- Opening Delimiter -

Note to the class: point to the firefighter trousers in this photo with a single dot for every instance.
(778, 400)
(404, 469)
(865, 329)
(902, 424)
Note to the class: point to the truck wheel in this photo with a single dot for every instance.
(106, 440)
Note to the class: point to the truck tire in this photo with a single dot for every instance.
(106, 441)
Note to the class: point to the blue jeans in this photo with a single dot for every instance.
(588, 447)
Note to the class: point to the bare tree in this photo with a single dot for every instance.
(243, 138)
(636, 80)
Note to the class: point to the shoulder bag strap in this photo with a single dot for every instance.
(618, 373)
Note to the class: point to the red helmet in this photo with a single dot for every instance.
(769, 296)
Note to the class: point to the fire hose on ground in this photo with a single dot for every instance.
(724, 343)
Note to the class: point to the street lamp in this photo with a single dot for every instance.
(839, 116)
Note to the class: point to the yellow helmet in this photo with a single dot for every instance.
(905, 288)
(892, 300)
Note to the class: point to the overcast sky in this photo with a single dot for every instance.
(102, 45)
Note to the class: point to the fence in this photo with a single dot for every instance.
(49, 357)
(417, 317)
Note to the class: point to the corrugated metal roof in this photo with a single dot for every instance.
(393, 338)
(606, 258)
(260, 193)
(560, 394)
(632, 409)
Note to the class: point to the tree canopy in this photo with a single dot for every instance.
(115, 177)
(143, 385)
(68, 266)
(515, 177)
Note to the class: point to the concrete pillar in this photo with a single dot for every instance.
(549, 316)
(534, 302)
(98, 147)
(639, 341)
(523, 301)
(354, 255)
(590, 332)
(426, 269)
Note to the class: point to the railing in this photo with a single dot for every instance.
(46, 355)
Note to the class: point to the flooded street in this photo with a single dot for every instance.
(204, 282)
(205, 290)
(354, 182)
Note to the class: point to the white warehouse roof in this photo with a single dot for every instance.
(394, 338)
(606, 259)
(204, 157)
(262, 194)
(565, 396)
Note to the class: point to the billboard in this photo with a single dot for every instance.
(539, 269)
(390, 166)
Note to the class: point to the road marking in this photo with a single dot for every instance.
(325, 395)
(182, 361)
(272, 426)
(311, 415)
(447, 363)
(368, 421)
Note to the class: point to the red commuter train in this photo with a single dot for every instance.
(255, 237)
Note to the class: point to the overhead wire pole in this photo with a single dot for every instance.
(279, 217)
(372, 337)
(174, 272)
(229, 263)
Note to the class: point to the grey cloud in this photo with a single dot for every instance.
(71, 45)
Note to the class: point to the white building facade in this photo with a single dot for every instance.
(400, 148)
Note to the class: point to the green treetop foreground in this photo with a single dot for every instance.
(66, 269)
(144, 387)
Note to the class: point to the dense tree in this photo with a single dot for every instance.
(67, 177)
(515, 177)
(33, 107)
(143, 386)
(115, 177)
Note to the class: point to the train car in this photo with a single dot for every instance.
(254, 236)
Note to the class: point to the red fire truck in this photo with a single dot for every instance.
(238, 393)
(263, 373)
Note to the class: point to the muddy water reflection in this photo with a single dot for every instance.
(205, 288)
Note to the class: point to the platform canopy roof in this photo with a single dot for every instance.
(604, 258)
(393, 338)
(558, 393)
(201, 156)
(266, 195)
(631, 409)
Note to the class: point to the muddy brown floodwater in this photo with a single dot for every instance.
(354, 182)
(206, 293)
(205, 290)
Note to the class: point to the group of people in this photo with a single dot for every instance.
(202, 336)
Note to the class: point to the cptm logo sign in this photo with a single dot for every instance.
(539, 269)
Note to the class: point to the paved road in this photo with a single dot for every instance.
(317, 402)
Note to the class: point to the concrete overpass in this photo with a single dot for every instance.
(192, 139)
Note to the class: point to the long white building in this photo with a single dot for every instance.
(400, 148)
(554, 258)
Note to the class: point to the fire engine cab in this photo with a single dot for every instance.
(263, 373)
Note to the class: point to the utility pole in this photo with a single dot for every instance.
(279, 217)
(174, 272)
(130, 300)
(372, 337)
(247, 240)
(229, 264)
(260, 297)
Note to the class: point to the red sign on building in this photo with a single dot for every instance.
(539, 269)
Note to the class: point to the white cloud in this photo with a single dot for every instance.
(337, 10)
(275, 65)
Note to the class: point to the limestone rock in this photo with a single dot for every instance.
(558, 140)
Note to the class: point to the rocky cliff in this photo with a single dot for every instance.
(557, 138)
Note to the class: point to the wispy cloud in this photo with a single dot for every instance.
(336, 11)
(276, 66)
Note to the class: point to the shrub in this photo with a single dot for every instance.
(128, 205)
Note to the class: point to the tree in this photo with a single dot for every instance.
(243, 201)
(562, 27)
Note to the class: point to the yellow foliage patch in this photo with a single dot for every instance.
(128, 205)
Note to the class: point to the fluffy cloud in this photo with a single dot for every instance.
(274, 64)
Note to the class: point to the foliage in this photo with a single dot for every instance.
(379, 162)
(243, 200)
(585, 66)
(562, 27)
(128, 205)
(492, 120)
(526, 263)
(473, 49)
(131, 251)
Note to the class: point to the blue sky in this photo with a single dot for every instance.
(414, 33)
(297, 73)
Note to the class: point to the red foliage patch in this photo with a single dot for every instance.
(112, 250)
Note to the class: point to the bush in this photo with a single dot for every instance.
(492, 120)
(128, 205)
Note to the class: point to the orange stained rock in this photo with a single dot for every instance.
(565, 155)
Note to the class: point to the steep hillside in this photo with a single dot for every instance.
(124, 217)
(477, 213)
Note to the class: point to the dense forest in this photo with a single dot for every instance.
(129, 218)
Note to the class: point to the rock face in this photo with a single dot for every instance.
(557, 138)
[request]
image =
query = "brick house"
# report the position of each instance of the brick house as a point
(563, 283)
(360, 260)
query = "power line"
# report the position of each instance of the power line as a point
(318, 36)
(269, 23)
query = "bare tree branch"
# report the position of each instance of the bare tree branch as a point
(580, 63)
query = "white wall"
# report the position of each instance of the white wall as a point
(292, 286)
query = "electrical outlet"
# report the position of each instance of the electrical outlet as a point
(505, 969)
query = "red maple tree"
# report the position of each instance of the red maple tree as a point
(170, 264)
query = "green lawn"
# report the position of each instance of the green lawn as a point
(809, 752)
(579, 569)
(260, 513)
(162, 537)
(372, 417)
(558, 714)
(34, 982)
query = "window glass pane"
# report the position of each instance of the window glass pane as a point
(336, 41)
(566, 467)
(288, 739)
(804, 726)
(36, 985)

- Closing Delimiter -

Task instructions:
Check each line of the listing above for the string "query", and report how many lines contain it, as a number alone.

Response area:
8